### Tareas a realizar
a - En el fragmento seleccionado, ¿cómo se llaman las nuevas amigas con las que la narradora se zambulló en la Palabra de Dios?
b - Enumera lo que, según el fragmento seleccionado, hacían las tres amigas unas por otras.
c - Escribe la continuación del relato de conversión del fragmento seleccionado a partir de su última oración.

### Fragmento seleccionado
========================

A la mañana siguiente, regresé al evento ¡pero ahora tenía hambre! Y no por la comida que nos habían traído. No, tenía hambre de saber más sobre lo que me había pasado el día anterior. ¿Cómo me habían quitado ese peso de encima? ¿Y por qué veía a la gente de otra manera? Solo un día antes había sido tan criti­cona y cínica. Ahora estaba llena de compasión y amor. Era tan extraño. Y, además, como si fuera poco, ¡había regalado mis cigarrillos!

El fin de semana acabó rápido, pero después de eso, asistí a todos los servicios de la iglesia que pude. Tenía ese deseo insaciable de saber más de Dios. Hice nuevas amigas, Jody y Alex, y juntas nos zambullimos en la Palabra de Dios. Las tres nos sentíamos responsables la una de la otra, nos ayudábamos a mantenernos fuertes y nos empujábamos mutuamente a conocer a Dios más íntimamente.

========================

### Información proporcionada
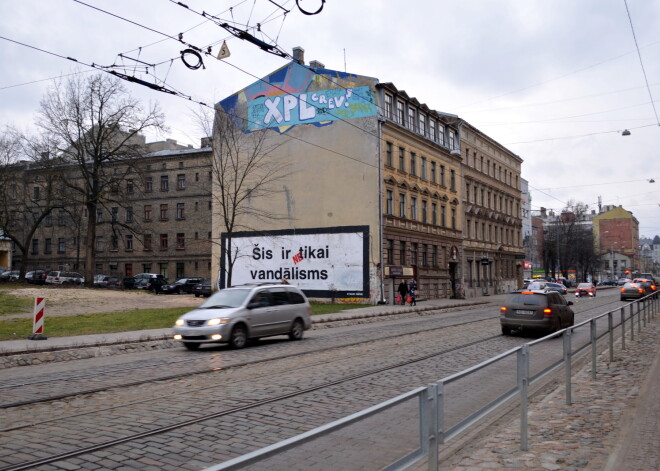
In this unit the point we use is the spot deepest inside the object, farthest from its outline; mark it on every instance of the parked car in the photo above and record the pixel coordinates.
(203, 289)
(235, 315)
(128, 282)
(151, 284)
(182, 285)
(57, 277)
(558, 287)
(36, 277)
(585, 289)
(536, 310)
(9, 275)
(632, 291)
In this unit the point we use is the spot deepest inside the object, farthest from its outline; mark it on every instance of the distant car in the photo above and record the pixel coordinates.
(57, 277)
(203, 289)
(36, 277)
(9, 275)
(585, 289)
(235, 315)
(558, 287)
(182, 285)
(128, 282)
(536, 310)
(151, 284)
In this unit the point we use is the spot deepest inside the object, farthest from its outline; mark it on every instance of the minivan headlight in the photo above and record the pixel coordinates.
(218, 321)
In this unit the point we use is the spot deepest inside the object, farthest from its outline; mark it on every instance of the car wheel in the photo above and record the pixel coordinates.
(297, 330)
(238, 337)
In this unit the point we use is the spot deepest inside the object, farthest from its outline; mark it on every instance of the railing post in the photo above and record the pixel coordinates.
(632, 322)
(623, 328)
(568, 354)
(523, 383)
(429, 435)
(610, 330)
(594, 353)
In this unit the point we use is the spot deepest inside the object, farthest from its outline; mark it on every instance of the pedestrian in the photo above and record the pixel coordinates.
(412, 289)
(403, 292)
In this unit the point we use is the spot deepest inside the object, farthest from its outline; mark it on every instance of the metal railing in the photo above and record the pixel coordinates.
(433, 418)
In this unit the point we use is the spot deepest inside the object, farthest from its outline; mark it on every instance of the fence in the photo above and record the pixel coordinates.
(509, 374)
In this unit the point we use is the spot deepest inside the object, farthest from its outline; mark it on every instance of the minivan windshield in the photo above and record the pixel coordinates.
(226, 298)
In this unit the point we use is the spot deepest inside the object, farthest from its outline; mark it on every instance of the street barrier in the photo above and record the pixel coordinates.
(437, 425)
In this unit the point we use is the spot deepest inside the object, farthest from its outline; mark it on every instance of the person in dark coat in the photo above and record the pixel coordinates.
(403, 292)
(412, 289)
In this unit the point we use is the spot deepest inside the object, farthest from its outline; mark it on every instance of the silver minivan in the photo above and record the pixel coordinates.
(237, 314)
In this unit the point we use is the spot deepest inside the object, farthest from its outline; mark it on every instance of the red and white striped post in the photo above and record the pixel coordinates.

========================

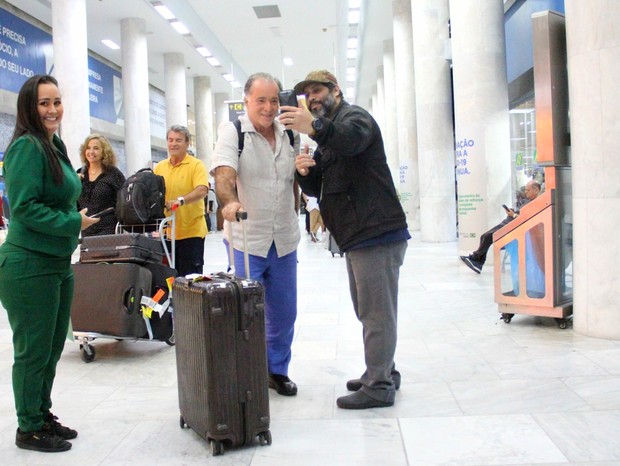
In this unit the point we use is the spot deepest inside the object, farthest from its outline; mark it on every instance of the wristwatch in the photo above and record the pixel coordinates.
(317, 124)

========================

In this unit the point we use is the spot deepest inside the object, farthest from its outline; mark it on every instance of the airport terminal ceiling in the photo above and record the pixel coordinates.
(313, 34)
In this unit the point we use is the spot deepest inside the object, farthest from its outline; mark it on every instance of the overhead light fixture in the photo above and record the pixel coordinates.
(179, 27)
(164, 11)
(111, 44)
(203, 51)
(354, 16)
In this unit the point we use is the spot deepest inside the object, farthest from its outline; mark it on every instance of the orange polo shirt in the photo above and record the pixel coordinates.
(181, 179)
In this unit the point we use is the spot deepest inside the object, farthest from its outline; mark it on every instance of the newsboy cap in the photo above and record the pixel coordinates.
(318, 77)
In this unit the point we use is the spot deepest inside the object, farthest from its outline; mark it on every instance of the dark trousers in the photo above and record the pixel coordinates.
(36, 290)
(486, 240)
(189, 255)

========================

### Respuestas por punto
a - Jody y Alex.

b -
- Se sentían responsables la una de la otra.
- Se ayudaban a mantenerse fuertes.
- Se empujaban mutuamente a conocer a Dios más íntimamente.

c -
Todos los días los versículos saltaban de las páginas de la Biblia y se me metían en el corazón. La Palabra de Dios está viva, tal como dice Hebreos 4:12. Fue emocionante haber tenido revelaciones todos los días con ayuda del Espíritu Santo de Dios.

Quienes me rodeaban vieron la prueba de la fe en mi vida. Sabían que solo Dios pudo haber obrado esos cambios en mí. Estaba distinta: ahora era amable y una persona vulnerable. De ninguna manera podría haber logrado esos cambios por mi cuenta.

Mi vida era un testimonio vivo de lo que podía hacer Dios con fe del tamaño de un minúsculo grano de mostaza.

Un año después, me liberaron de la cárcel e ingresé en un hogar cristiano de transición en Florida Central con mi amiga Alex. (Ver su historia en la pág. 8s.) Allí, mi fe se fortaleció aún más. Después de 16 meses, regresé a Florida del Norte para estar cerca de mi abuela. Ella continúa maravillada por la forma en que Dios cambió mi vida. Le encanta estar con quien es mi esposo desde hace siete años y nuestros dos hijos. Mi abuela ha sido la única constante en mi vida, y la quiero muchísimo.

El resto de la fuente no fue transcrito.